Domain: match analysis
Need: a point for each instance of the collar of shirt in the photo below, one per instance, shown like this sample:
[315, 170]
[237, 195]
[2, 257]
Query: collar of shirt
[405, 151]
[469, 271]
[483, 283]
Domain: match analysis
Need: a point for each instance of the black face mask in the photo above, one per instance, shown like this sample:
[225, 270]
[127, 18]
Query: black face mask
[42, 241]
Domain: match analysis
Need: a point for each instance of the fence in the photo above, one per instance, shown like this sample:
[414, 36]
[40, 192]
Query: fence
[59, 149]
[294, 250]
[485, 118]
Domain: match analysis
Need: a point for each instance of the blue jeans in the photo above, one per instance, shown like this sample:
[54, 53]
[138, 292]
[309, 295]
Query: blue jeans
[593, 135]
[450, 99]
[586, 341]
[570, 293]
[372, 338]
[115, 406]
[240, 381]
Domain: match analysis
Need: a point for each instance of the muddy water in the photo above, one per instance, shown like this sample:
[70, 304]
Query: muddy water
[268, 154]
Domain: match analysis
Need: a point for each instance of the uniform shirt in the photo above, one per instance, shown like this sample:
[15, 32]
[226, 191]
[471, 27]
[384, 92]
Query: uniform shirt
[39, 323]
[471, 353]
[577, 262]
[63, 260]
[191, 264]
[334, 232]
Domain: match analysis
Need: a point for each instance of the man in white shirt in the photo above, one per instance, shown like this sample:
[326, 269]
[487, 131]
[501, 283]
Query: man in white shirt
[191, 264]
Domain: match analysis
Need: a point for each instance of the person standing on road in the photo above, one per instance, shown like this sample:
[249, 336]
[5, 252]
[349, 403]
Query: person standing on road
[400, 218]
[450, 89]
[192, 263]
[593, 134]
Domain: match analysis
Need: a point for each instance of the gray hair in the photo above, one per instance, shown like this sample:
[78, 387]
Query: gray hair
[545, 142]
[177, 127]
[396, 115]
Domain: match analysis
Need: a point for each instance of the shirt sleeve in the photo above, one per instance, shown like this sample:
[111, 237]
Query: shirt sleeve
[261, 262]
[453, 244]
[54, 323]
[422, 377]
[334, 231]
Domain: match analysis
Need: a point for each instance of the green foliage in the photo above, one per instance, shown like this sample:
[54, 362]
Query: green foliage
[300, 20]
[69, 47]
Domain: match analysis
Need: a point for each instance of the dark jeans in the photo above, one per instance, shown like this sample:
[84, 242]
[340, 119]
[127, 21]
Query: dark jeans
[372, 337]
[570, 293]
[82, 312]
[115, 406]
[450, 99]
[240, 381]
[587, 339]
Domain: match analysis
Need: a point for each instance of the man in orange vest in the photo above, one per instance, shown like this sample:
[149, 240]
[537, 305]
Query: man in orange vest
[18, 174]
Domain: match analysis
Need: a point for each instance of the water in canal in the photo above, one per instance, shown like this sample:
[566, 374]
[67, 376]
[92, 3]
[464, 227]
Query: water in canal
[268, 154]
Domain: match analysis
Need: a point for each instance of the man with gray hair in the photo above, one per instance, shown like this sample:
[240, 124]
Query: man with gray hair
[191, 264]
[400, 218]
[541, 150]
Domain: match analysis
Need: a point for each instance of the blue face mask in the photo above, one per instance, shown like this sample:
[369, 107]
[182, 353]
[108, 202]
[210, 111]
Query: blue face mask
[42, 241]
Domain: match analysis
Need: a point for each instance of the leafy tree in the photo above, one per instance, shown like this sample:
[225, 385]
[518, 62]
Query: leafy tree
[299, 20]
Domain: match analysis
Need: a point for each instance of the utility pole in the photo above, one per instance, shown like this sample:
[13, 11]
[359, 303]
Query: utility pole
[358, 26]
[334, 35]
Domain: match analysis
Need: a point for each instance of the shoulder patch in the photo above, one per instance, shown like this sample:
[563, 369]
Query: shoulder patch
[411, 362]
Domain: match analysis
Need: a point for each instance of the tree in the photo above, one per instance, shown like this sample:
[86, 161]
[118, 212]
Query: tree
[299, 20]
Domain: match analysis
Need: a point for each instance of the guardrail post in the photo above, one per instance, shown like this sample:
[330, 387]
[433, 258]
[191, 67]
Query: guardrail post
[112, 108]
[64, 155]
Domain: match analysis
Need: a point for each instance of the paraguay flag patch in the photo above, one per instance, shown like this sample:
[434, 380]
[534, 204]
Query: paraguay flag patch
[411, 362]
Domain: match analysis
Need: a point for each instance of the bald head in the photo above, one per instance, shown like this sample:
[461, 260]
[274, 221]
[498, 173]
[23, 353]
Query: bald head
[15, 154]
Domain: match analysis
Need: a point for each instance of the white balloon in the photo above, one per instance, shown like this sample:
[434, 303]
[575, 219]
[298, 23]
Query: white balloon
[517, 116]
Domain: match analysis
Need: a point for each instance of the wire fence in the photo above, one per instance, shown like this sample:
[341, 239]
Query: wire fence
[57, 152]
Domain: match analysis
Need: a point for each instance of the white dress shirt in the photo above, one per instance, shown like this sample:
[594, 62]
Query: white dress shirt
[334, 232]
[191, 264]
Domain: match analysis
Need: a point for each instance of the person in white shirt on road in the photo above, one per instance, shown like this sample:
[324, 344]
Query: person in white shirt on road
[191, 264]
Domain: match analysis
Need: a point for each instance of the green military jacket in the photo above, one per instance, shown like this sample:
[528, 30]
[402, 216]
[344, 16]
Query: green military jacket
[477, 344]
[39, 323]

WORK TO BE COMPLETED: Copy the lines above exactly, leaving every word as it is.

OUTPUT BELOW:
Domain: match analysis
Need: a point for each instance of the collar of shirt in the photo below, one per instance, shown like this sample:
[315, 170]
[237, 195]
[2, 257]
Query: collar of shirt
[405, 151]
[469, 271]
[483, 283]
Domain: match analysis
Need: a point for each instance of the black face mask in the photo above, one per instance, shown like this sample:
[225, 270]
[127, 18]
Query: black face mask
[42, 241]
Domain: match analysis
Need: a point for each instance of the fence in the photo above, one per instance, shown like this sample:
[414, 36]
[40, 192]
Query: fence
[59, 149]
[294, 250]
[485, 118]
Domain: match analysis
Need: a point for each instance of the blue jeans in the photo above, one per instance, shown like this sample:
[54, 53]
[138, 292]
[309, 295]
Query: blue jeans
[593, 135]
[450, 99]
[586, 341]
[570, 293]
[372, 338]
[115, 406]
[240, 381]
Domain: match analysis
Need: a point for each instance of the muddy water in the photo above, one per instance, shown like this sample:
[70, 304]
Query: muddy water
[268, 154]
Domain: match analysis
Need: a point for each instance of the uniform shirt in the photo above, one per instance, shown like this sample:
[15, 32]
[226, 191]
[471, 27]
[384, 92]
Query: uniform shirt
[39, 323]
[471, 353]
[577, 262]
[63, 260]
[191, 264]
[334, 232]
Domain: match analysis
Need: a point for each instance of the man in white shirt in the photo above, one per instance, shown like this sample:
[326, 269]
[487, 131]
[501, 283]
Query: man in white shirt
[191, 264]
Domain: match analysis
Need: a point for each instance of the person standing on road in the photo above, one per instance, shown like this sample:
[249, 336]
[5, 252]
[349, 403]
Query: person standing on road
[400, 218]
[450, 89]
[192, 263]
[593, 134]
Domain: match analysis
Need: a point for each instance of the gray hair in the photo above, one per instance, shown like this sample:
[78, 387]
Query: gray hair
[545, 142]
[177, 127]
[396, 115]
Domain: match analysis
Need: a point for each instance of the shirt sleeve in the photo above, one per instance, shown like this sample:
[111, 237]
Query: shirt sleeve
[261, 262]
[453, 244]
[54, 323]
[422, 377]
[334, 231]
Domain: match analysis
Need: a point for each instance of the green foliage in the photo above, one per instance, shown like this sample:
[54, 362]
Query: green foliage
[300, 20]
[69, 47]
Domain: match analysis
Need: a point for each instance of the dark jeans in the photo above, one per instance, shown like this sample:
[84, 242]
[340, 119]
[127, 21]
Query: dark jeans
[372, 337]
[570, 293]
[82, 312]
[115, 406]
[450, 99]
[240, 381]
[587, 339]
Domain: match analysis
Need: a point for each instance of the man in orange vest in the photo above, one per instance, shown like this sample:
[149, 240]
[537, 305]
Query: man in orange vest
[18, 174]
Domain: match analysis
Need: a point for each instance of the water in canal in the photo above, one per instance, shown like this sample:
[566, 374]
[67, 376]
[92, 3]
[464, 227]
Query: water in canal
[268, 154]
Domain: match analysis
Need: a point for each instance of the man with gray hair in the photo above, one per instance, shown like this sample:
[240, 124]
Query: man with gray hair
[191, 264]
[400, 218]
[541, 150]
Domain: match analysis
Need: a point for each instance of the blue face mask in the photo above, one per instance, shown like this sample:
[369, 107]
[182, 353]
[108, 202]
[210, 111]
Query: blue face mask
[42, 241]
Domain: match analysis
Need: a point for each instance of the leafy tree in the photo above, one per instance, shown like this sample:
[225, 385]
[518, 62]
Query: leafy tree
[299, 20]
Domain: match analysis
Need: a point for each instance of the utility pole in the photo above, one per instance, shown like this sample:
[13, 11]
[359, 303]
Query: utility pole
[358, 26]
[334, 35]
Domain: match analysis
Need: a point for each instance of the shoulder patch in the photo above, one per instance, shown like this sample:
[563, 369]
Query: shoulder patch
[411, 362]
Domain: match analysis
Need: a point for each instance of the tree in the photo above, one per instance, shown like this sample:
[86, 161]
[118, 212]
Query: tree
[299, 20]
Domain: match analysis
Need: a point for each instance of the guardrail post in the photo above, one per instance, shown like this sample:
[330, 387]
[433, 258]
[191, 67]
Query: guardrail post
[112, 108]
[64, 155]
Domain: match analysis
Need: a point for each instance of the paraguay flag patch in the photo above, one per instance, shown like this sample:
[434, 380]
[534, 204]
Query: paraguay flag patch
[411, 362]
Domain: match analysis
Need: a point for each instance of the bald head in the photo above, one per instance, shown like this sample:
[461, 260]
[274, 221]
[498, 173]
[23, 353]
Query: bald head
[15, 154]
Domain: match analysis
Need: a point for each instance of the white balloon in the photo above, one per instance, shown like this sample:
[434, 303]
[575, 219]
[298, 23]
Query: white balloon
[517, 116]
Domain: match analysis
Need: a point for each instance of the wire fence in the photo above, one per instance, shown like this sample:
[341, 239]
Query: wire fence
[57, 152]
Domain: match analysis
Need: a point for each instance of the white dress shirt in the photo above, one per instance, shown like this sample:
[594, 62]
Query: white dress shirt
[334, 232]
[191, 264]
Domain: match analysis
Need: a point for each instance of the person in white shirt on road in the photo above, one per instance, shown like this sample:
[324, 344]
Query: person in white shirt on road
[191, 264]
Domain: match analysis
Need: a point for each instance of the green military jacket in the photo above, one per instance, shown like this sample:
[528, 30]
[402, 216]
[344, 16]
Query: green military jacket
[477, 344]
[39, 323]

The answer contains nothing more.